*To do:* An exact copy of the data is required; the images should not appear in it.

Saved entries
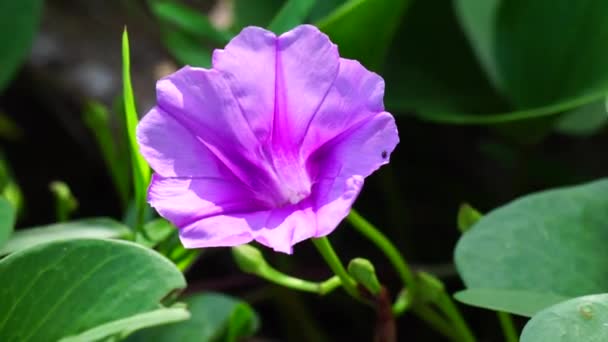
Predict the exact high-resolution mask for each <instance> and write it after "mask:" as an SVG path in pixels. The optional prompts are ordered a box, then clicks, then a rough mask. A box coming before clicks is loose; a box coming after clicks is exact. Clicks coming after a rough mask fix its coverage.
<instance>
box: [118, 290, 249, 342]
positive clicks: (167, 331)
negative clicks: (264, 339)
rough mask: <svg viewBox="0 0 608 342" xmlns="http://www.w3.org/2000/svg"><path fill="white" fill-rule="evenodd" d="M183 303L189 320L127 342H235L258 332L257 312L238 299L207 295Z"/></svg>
mask: <svg viewBox="0 0 608 342" xmlns="http://www.w3.org/2000/svg"><path fill="white" fill-rule="evenodd" d="M183 301H184V302H186V303H187V304H188V309H189V310H190V313H191V314H192V317H191V318H190V320H188V321H185V322H181V323H177V324H171V325H165V326H161V327H155V328H151V329H146V330H142V331H139V332H137V333H136V334H134V335H132V336H131V337H129V339H128V341H130V342H135V341H156V342H164V341H167V342H173V341H183V342H190V341H192V342H205V341H234V340H238V339H242V338H244V337H248V336H251V335H253V334H254V333H255V331H256V330H257V328H258V325H259V323H258V322H259V320H258V317H257V315H256V313H255V311H253V309H252V308H251V307H250V306H249V305H248V304H246V303H244V302H241V301H239V300H237V299H235V298H232V297H228V296H226V295H222V294H219V293H204V294H199V295H194V296H191V297H188V298H184V299H183Z"/></svg>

*Solution for this exercise:*
Predict the exact high-resolution mask for each <instance> and write it after "mask:" as an SVG path in pixels. The optional prompts are ordered a box, then clicks, then a rough mask. A box coming before clicks is loose; a box coming after clicks is exact. Clicks coming after a rough mask fix its coverage.
<instance>
box: [118, 290, 249, 342]
positive clicks: (167, 331)
negative clicks: (264, 339)
rough mask: <svg viewBox="0 0 608 342" xmlns="http://www.w3.org/2000/svg"><path fill="white" fill-rule="evenodd" d="M183 303L189 320L127 342H235L258 332L257 312L238 299L207 295Z"/></svg>
mask: <svg viewBox="0 0 608 342" xmlns="http://www.w3.org/2000/svg"><path fill="white" fill-rule="evenodd" d="M183 301H184V302H186V303H187V304H188V309H189V310H190V313H191V314H192V317H191V318H190V320H188V321H185V322H181V323H177V324H171V325H165V326H161V327H155V328H151V329H146V330H142V331H139V332H137V333H136V334H134V335H132V336H131V337H129V339H128V341H130V342H135V341H156V342H164V341H167V342H173V341H183V342H190V341H192V342H205V341H234V340H238V339H242V338H244V337H248V336H251V335H253V334H254V333H255V331H256V330H257V328H258V325H259V323H258V322H259V320H258V317H257V315H256V313H255V311H253V309H252V308H251V307H250V306H249V305H248V304H246V303H244V302H241V301H239V300H237V299H235V298H232V297H228V296H226V295H222V294H219V293H204V294H199V295H194V296H191V297H188V298H184V299H183Z"/></svg>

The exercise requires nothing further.